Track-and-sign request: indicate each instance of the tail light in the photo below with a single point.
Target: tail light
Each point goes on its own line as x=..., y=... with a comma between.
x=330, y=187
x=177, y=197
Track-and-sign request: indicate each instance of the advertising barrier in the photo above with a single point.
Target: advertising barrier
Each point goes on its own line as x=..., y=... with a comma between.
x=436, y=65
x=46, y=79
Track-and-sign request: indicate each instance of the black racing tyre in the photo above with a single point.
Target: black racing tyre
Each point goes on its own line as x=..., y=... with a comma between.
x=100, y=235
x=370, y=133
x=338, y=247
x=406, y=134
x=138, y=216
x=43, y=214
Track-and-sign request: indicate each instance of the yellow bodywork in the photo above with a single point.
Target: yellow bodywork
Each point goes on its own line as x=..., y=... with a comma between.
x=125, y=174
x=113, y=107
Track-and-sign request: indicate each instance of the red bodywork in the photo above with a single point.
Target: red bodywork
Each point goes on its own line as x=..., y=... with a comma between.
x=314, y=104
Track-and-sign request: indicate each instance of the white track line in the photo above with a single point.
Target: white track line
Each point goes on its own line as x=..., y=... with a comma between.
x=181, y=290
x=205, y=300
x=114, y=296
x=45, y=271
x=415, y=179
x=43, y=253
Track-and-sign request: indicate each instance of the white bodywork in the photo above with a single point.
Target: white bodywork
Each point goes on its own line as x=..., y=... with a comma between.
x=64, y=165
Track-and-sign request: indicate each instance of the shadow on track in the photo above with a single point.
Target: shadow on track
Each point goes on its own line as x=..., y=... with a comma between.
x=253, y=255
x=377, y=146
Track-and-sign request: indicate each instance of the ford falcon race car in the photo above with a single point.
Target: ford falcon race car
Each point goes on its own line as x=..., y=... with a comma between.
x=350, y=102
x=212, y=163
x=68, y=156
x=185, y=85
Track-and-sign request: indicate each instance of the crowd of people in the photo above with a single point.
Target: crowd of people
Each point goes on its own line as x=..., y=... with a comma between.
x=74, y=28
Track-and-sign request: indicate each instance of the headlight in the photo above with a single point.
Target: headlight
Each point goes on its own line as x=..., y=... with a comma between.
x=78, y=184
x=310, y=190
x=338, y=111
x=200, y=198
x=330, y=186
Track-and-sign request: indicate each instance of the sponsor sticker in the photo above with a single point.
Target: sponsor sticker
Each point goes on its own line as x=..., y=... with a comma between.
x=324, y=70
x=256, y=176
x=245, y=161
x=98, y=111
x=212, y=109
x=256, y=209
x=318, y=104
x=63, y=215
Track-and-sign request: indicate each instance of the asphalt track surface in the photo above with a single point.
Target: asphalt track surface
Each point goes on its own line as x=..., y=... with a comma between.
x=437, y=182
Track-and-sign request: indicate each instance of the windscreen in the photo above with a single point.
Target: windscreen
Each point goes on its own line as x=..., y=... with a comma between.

### What to do
Write out the listing above again, switching "Target" to "Label" wherever it appears and leaving everything else unchanged.

### Full answer
Track-and-sign request: indicate each instance of the tail light in the photo below with a single point.
Label: tail light
Each point goes on its own line as x=..., y=... with a comma between.
x=330, y=187
x=177, y=197
Track-and-sign request: indicate each instance of the advertising barrier in the photo above with a single point.
Label: advertising barrier
Each point goes on its own line as x=..., y=... with a comma between.
x=436, y=65
x=46, y=79
Track-and-sign request: indicate each instance of the black racing tyre in the photo above with a single point.
Label: black racing tyre
Each point goes on its own line as x=..., y=... with a comma between.
x=100, y=235
x=370, y=133
x=338, y=247
x=406, y=134
x=138, y=216
x=43, y=214
Track-and-sign request: indicate each instance of the yellow bodywork in the photo above with a single point.
Label: yellow bodywork
Each point goes on its own line as x=..., y=... with a comma between.
x=125, y=174
x=113, y=107
Track-and-sign request: indicate each instance of the red bodywork in the photo above with a single point.
Label: red bodywork
Each point goes on its own line as x=..., y=... with a comma between.
x=314, y=104
Track-and-sign request: indicate each instance of the white track line in the photo above with a single point.
Label: white track line
Each point goes on its own line as x=..., y=... with a comma between.
x=181, y=290
x=205, y=300
x=114, y=296
x=45, y=271
x=415, y=179
x=43, y=253
Track-and-sign request: indicate each instance of the white bodywork in the photo above with a single point.
Label: white bodywork
Each point goes on its own line as x=..., y=... with a comma between.
x=64, y=165
Track-and-sign request: indicate each instance of the shadow on track in the photo above with a single point.
Label: shadow on track
Each point goes on its own line as x=..., y=... with a comma between.
x=253, y=255
x=377, y=146
Track-and-sign request: indicate each instance of the ford falcon race car in the photo above with a single point.
Label: ford falcon race car
Each point goes on its own line as x=..., y=... with a comma between.
x=350, y=102
x=212, y=163
x=68, y=156
x=185, y=85
Track-and-sign request: indicate each instance of the crowd of people in the photo above with a single point.
Label: crowd of people
Each point goes on its own line as x=..., y=... with a comma between.
x=74, y=28
Track-and-sign request: indicate each instance of the headlight in the photo above with a single point.
Label: headlight
Each point goes on its own line as x=..., y=... with a comma between.
x=78, y=184
x=310, y=190
x=338, y=111
x=200, y=198
x=330, y=186
Track-and-sign request: indicate each instance of the sponsor sticker in the photo above with a single point.
Label: sponsor sticker
Each point goes on its own line as x=..., y=... with a comma between.
x=324, y=70
x=256, y=176
x=245, y=161
x=98, y=111
x=212, y=109
x=256, y=209
x=318, y=104
x=63, y=215
Track-and-sign request: indicate each instance of the asphalt track surface in the photo above with a single point.
Label: asphalt track surface
Each point goes on its own line as x=..., y=... with a comma between.
x=437, y=182
Track-and-sign request: indicate each instance of the windscreen in the photo above with a single point.
Label: windscreen
Each point goes on its own line as x=..., y=... with a comma between.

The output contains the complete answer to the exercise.